_Page text_.
▽
Data Manipulation Language (DML)

cf) Firebird 2.5 Release Notes

RegEx Search Support using SIMILAR TO

A new SIMILAR TO predicate is introduced to support regular expressions. The predicate's function is to verify whether a given SQL-standard regular expression matches a string argument. It is valid in any context that accepts Boolean expressions, such as WHERE clauses, CHECK constraints and PSQL IF() tests.

Syntax Patterns

similar predicate> ::=
	<value> [ NOT ] SIMILAR TO <similar pattern> [ ESCAPE <escape character> ]
similar pattern> ::= <character value expression: regular expression>
regular expression> ::=
     <regular term>
   | <regular expression> <vertical bar> <regular term>
regular term> ::=
     <regular factor>
   | <regular term> <regular factor>
regular factor> ::=
     <regular primary>
   | <regular primary> <asterisk>
   | <regular primary> <plus sign>
   | <regular primary> <question mark>
   | <regular primary> <repeat factor>
repeat factor> ::=
   <left brace> <low value> [ <upper limit> ] <right brace>
upper limit> ::= <comma> [ <high value> ]
low value> ::= <unsigned integer>
high value> ::= <unsigned integer>
regular primary> ::=
     <character specifier>
   | <percent>
   | <regular character set>
   | <left paren> <regular expression> <right paren>
character specifier> ::=
     <non-escaped character>
   | <escaped character>
regular character set> ::=
     <underscore>
   | <left bracket> <character enumeration>... <right bracket>
   | <left bracket> <circumflex> <character enumeration>... <right bracket>
   | <left bracket> <character enumeration include>... <circumflex> <character enumeration exclude>...
       <right bracket>
character enumeration include> ::= <character enumeration>
character enumeration exclude> ::= <character enumeration>
character enumeration> ::=
     <character specifier>
   | <character specifier> <minus sign> <character specifier>
   | <left bracket> <colon> <character class identifier> <colon> <right bracket>
character specifier> ::=
     <non-escaped character>
   | <escaped character>
character class identifier> ::=
     ALPHA
   | UPPER
   | LOWER
   | DIGIT
   | SPACE
   | WHITESPACE
   | ALNUM
Note
non-escaped character> is any character except <left bracket>, <right bracket>, <left paren>, <right paren>, <vertical bar>, <circumflex>, <minus sign>, <plus sign>, <asterisk>, <underscore>, <percent>, <question mark>, <left brace> and <escape character>.
△
_Raw data_.
▽
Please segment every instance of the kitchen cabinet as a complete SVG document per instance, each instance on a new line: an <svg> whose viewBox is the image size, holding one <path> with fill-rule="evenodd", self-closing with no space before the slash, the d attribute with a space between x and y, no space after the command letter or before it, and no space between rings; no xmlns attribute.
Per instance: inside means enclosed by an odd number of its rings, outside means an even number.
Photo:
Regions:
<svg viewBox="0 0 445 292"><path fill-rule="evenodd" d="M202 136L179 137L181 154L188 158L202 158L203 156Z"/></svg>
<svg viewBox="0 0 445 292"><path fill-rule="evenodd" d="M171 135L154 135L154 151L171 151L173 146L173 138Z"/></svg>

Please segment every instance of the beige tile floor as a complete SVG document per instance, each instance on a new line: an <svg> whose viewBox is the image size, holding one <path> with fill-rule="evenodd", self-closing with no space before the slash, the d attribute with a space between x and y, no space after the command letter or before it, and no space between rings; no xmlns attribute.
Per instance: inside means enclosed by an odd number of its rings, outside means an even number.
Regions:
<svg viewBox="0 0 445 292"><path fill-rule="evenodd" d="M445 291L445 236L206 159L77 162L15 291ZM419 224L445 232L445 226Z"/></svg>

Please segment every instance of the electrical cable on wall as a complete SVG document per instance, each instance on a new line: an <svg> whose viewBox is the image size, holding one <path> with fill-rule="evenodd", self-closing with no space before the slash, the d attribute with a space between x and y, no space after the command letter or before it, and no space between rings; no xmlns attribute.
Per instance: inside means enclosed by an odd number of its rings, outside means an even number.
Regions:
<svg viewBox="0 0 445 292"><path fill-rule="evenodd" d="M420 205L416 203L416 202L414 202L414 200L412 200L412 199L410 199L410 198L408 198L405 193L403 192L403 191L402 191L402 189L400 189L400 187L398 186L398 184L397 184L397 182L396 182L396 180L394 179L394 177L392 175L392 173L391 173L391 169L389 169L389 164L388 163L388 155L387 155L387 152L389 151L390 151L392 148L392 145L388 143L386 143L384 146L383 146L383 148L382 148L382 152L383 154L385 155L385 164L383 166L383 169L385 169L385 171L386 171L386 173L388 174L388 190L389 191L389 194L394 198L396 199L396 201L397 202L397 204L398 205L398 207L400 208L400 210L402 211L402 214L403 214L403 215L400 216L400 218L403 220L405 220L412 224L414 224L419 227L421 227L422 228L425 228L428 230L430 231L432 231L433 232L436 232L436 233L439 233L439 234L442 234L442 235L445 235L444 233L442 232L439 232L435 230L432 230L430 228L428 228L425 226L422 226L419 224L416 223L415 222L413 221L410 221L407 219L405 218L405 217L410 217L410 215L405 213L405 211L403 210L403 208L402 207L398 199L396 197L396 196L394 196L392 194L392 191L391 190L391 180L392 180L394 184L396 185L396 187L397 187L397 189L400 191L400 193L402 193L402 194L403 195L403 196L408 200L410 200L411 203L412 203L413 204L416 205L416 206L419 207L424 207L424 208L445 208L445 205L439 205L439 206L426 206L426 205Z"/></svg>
△
_Jobs_.
#1 Reproduce the part of the Firebird SIMILAR TO text that opens with the words containing "cf) Firebird 2.5" and closes with "PSQL IF() tests.", keeping every character unchanged.
#2 Extend the text on Firebird's SIMILAR TO predicate by writing what follows its final line.

_Exercise results_.
#1
cf) Firebird 2.5 Release Notes

RegEx Search Support using SIMILAR TO

A new SIMILAR TO predicate is introduced to support regular expressions. The predicate's function is to verify whether a given SQL-standard regular expression matches a string argument. It is valid in any context that accepts Boolean expressions, such as WHERE clauses, CHECK constraints and PSQL IF() tests.

#2
escaped character> is the <escape character> succeeded by one of <left bracket>, <right bracket>, <left paren>, <right paren>, <vertical bar>, <circumflex>, <minus sign>, <plus sign>, <asterisk>, <underscore>, <percent>, <question mark>, <left brace> or <escape character>.

Table 10.1. Character class identifiers

Identifier Description Note ALPHA All characters that are simple latin letters (a-z, A-Z) Includes latin letters with accents when using accent-insensitive collation UPPER All characters that are simple latin uppercase letters (A-Z) Includes lowercase latters when using case-insensitive collation LOWER All characters that are simple latin lowercase letters (a-z) Includes uppercase latters when using case-insensitive collation DIGIT All characters that are numeric digits (0-9) SPACE All characters that are the space character (ASCII 32) WHITESPACE All characters that are whitespaces (vertical tab (9), newline (10), horizontal tab (11), carriage return (13), formfeed (12), space (32)) ALNUM All characters that are simple latin letters (ALPHA) or numeric digits (DIGIT)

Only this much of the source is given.